• TEKS:
==============================

Promo

Molen: Yang Ditakuti, Yang Dirindukan

Senin, 19 Mei 2025 05:26 WIB | 1.997 kali
Molen: Yang Ditakuti, Yang Dirindukan

Maulan Aklil, Walikota ke-12 Pangkalpinang saat berbincang di program Ruang Tengah Bangka Pos.


Yang, rindukah kau padaku?

Tak inginkah kau duduk di sampingku?
Kita bercerita tentang laut biru
Di sana harapan dan impian.

[Antara Benci dan Rindu - Ratih Purwasih]

PEMILIHAN Walikota Pangkalpinang jilid II atau Pilkada susulan hitungan bulan akan dimulai lagi. Setelah sempat jeda usai di Pilkada serentak, belum terpilih pemimpin baru.

Di antara itu, masyarakat di Pangkalpinang, masyarakat ibukota, sama dengan masyarakat lainnya, beranggapan bahwa: Politik di Indonesia seringkali dipandang sebagai dunia yang penuh dengan ketidakadilan, intrik, dan saling sikut.

Ketidakpuasan masyarakat terhadap para pelaku politik inilah yang kemudian memperkuat persepsi bahwa politik adalah sesuatu yang tidak bisa dipercaya sekaligus berbahaya.

Namun, jika kita mengulik sejarah dan esensi politik itu sendiri, sesungguhnya politik adalah seni mengelola kekuasaan untuk mencapai kebaikan bersama.

Dalam kerangka ini, politik tidak hanya sekadar alat untuk meraih kekuasaan, melainkan juga sarana untuk mewujudkan keadilan sosial, kesejahteraan rakyat, dan penegakan hukum yang adil. Politik, jika dijalankan dengan benar, dapat menjadi jalan untuk membangun bangsa yang bermartabat dan beradab.

Pertanyaannya: sudah benarkah perpolitikan di Pangkalpinang?

Tak bisa menjawab itu hanya dari satu sudut pandang. Karena benar dan tidaknya pandangan terhadap tingkah laku dan pola politik, itu penilaian yang subjektif. Bukan seperti papan skor di atas lapangan sepak bola.

==============================

• DATA DITAMPILKAN:
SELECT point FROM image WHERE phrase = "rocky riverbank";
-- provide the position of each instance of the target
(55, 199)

==============================

• PETUNJUK TUGAS: Tolong salin bagian teks tentang Pilkada Pangkalpinang dari "[Antara Benci dan" sampai dengan "bisa dipercaya sekaligus berbahaya." persis sama dengan aslinya. Materi di atas tidak diperlukan untuk mengerjakan tugas.

• JAWABAN TUGAS:
[Antara Benci dan Rindu - Ratih Purwasih]

PEMILIHAN Walikota Pangkalpinang jilid II atau Pilkada susulan hitungan bulan akan dimulai lagi. Setelah sempat jeda usai di Pilkada serentak, belum terpilih pemimpin baru.

Di antara itu, masyarakat di Pangkalpinang, masyarakat ibukota, sama dengan masyarakat lainnya, beranggapan bahwa: Politik di Indonesia seringkali dipandang sebagai dunia yang penuh dengan ketidakadilan, intrik, dan saling sikut.

Ketidakpuasan masyarakat terhadap para pelaku politik inilah yang kemudian memperkuat persepsi bahwa politik adalah sesuatu yang tidak bisa dipercaya sekaligus berbahaya.